◆ **Task**:
Could you extend the Sainsbury's sales article below, picking up right after its final sentence?

◆ **Exercise passage**:
Sainsbury's results look weak at first glance, but are actually pretty strong

Total sales increased 3.3 per cent.

Sainsbury’s has announced that, during the 12 weeks to 08 June 2013,  total sales (inc. VAT ex fuel) increased 3.3 per cent, with LFLs up 0.8 per cent.  While representing the grocer’s weakest LFL performance in over three years, when put into context this is another strong update from Sainsbury’s. LFL growth has been delivered against tough comparatives – with the same period in 2012 coinciding with the Jubilee – and, more importantly, against wider market trends, with the grocer continuing to outperform key rivals: Morrisons and Tesco. Investment in its well balanced brand proposition continues to have strong traction among hard-pressed British consumers in a polarised market.

◆ **Source material**:
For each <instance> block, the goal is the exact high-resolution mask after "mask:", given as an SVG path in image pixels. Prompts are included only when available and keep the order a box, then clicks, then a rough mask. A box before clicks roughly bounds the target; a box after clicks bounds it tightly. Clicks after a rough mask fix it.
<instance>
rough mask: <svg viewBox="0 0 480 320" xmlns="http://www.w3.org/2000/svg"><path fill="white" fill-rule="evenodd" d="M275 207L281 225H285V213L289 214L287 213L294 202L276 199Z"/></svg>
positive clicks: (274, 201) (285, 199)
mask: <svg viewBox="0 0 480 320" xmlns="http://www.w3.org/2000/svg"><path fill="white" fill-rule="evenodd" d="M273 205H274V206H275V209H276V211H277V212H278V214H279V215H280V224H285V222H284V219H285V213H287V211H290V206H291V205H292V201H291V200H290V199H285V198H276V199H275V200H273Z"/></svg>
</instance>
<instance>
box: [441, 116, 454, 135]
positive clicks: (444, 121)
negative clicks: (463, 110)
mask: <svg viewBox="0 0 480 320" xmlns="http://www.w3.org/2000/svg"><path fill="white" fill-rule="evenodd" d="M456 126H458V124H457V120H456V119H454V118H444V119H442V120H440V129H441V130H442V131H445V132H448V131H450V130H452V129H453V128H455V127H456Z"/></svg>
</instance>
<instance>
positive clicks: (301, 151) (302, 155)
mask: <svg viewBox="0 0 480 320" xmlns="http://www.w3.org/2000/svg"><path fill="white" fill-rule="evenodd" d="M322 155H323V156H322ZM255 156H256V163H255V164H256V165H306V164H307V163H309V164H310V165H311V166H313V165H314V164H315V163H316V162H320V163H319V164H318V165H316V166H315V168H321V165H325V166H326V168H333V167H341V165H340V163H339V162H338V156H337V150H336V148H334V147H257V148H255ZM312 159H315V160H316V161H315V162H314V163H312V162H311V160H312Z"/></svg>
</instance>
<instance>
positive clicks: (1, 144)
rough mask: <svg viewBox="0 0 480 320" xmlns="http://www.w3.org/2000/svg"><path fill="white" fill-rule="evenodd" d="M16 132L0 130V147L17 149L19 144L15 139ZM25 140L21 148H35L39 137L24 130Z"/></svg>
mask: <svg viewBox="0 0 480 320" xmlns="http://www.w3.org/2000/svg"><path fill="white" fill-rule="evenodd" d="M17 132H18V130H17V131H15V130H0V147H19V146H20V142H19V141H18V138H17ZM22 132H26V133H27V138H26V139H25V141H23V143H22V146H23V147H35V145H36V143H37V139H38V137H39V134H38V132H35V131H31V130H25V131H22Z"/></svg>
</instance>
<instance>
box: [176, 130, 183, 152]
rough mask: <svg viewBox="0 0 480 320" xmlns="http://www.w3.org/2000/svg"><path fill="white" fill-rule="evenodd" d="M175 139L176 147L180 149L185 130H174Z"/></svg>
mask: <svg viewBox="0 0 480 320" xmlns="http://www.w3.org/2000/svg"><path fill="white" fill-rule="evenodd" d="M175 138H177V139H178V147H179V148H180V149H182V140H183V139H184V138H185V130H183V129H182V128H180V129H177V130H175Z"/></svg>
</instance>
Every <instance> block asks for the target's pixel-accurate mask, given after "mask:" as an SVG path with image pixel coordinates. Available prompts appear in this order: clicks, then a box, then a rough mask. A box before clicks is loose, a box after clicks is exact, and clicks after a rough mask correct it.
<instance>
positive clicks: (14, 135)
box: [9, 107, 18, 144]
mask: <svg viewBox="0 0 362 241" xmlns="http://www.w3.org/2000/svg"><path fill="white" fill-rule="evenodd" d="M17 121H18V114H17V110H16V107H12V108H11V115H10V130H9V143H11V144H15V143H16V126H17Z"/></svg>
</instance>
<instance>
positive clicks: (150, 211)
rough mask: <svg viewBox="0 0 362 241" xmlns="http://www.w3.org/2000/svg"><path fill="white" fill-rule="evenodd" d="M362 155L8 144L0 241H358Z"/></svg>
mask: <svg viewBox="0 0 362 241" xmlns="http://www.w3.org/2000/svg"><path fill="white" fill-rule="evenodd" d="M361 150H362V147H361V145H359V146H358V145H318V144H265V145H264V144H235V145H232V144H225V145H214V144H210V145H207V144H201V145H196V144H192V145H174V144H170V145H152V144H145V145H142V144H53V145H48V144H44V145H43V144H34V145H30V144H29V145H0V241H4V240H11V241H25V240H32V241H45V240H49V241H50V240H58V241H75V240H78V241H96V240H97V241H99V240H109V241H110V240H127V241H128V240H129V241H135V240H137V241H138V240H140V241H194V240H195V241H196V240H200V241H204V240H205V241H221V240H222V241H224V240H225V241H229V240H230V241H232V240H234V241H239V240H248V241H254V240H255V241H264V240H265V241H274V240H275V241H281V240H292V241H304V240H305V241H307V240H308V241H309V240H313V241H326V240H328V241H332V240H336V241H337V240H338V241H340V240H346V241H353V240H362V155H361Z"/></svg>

◆ **Result of this task**:
Sainsbury’s is getting a number of things very right. Most notable has been investment into own-label architecture, which has afforded it authority to flex its offer in accordance to broadening consumer demands and capabilities. Indeed, both its premium Taste the Difference and mid-tier by Sainsbury’s sub-brands achieved strong growth during this period. This private label investment has been complemented strongly by clever, targeted promotional activity, with its Brand Match scheme being supported by more creative campaigns such as ‘Feed Your Family’ and targeted promotions such through Nectar and via coupon-at-till.  Collectively, this well-aligned own label and promotional activity is somewhat insulating Sainsbury’s in a climate where consumer loyalty is fickle and the hard discounters are excelling.

At the same time, Sainsbury’s continues to display pro-activity in capitalising on opportunities specific to the business and wider trends in the grocery market.  A focus on convenience and online, as well boosting sales in the short term is leaving the business strongly positioned for the next decade. Elsewhere, its non-food offer is relatively immature compared to its supermarket competitors; sales here continue to grow at more than twice the rate of food, highlighting the future scope for growth here.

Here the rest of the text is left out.